Can you arrange every line of the items below as a Markdown table with the columns "No." and "Line", numbering each row and leaving out blank lines?

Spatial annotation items

<<<<

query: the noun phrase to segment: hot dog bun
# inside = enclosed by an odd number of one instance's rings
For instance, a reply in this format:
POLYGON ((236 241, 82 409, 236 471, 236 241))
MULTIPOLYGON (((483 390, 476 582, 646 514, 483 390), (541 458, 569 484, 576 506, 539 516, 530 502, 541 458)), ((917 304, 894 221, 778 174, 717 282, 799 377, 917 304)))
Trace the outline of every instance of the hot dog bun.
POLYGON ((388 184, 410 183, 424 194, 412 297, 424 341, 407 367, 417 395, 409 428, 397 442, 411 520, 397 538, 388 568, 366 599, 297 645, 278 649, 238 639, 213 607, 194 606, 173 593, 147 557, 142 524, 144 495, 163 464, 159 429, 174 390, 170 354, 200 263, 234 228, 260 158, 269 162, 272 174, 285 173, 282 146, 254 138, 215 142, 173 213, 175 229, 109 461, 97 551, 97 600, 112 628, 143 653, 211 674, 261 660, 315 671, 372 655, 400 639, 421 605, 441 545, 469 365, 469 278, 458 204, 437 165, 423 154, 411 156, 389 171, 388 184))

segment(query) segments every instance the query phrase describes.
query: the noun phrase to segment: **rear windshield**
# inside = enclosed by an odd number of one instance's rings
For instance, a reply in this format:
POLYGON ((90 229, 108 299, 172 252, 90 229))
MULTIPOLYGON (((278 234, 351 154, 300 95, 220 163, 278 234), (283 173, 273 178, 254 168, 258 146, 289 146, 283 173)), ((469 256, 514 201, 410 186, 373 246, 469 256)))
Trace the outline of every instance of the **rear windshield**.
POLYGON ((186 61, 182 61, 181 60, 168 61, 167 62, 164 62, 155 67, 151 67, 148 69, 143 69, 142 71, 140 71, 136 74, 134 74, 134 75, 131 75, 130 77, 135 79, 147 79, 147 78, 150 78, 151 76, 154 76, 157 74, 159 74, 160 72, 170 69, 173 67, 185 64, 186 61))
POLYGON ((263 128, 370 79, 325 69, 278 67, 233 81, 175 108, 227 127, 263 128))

>>>>

(SOLUTION BELOW):
| No. | Line |
|---|---|
| 1 | query: the noun phrase to segment: hot dog bun |
| 2 | # inside = enclosed by an odd number of one instance's rings |
| 3 | For instance, a reply in this format: |
| 4 | POLYGON ((236 241, 82 409, 236 471, 236 241)) |
| 5 | MULTIPOLYGON (((483 390, 476 582, 646 514, 483 390), (541 458, 569 484, 576 506, 539 516, 530 502, 541 458)), ((917 304, 894 221, 778 174, 717 282, 799 377, 917 304))) |
| 6 | Trace the outline of every instance of the hot dog bun. |
| 7 | POLYGON ((388 184, 410 183, 424 194, 412 297, 424 341, 407 367, 417 395, 409 428, 397 442, 411 520, 397 538, 388 568, 366 599, 297 645, 278 649, 238 639, 213 607, 194 606, 173 593, 147 557, 142 524, 144 495, 163 464, 159 429, 174 390, 170 354, 200 263, 234 228, 260 158, 269 162, 272 174, 285 173, 282 146, 254 138, 215 142, 173 213, 175 229, 109 461, 97 551, 97 600, 112 628, 143 653, 211 674, 261 660, 315 671, 372 655, 400 639, 421 605, 441 545, 469 365, 469 278, 458 204, 437 165, 423 154, 411 156, 389 171, 388 184)) |
| 8 | segment(query) segments every instance the query phrase describes. |
| 9 | query: the noun phrase to segment: **rear windshield** |
| 10 | # inside = enclosed by an odd number of one instance's rings |
| 11 | For instance, a reply in this format: |
| 12 | POLYGON ((90 229, 108 299, 172 252, 90 229)) |
| 13 | MULTIPOLYGON (((278 234, 351 154, 300 95, 220 163, 278 234), (283 173, 273 178, 254 168, 258 146, 289 146, 283 173)), ((469 256, 514 201, 410 186, 373 246, 469 256))) |
| 14 | Trace the outline of every instance of the **rear windshield**. |
| 15 | POLYGON ((186 61, 182 61, 181 60, 168 61, 167 62, 164 62, 155 67, 151 67, 148 69, 143 69, 142 71, 140 71, 136 74, 134 74, 134 75, 131 75, 130 77, 135 79, 147 79, 147 78, 150 78, 151 76, 154 76, 157 74, 159 74, 160 72, 170 69, 173 67, 185 64, 186 61)) |
| 16 | POLYGON ((263 128, 370 79, 325 69, 278 67, 233 81, 175 108, 227 127, 263 128)) |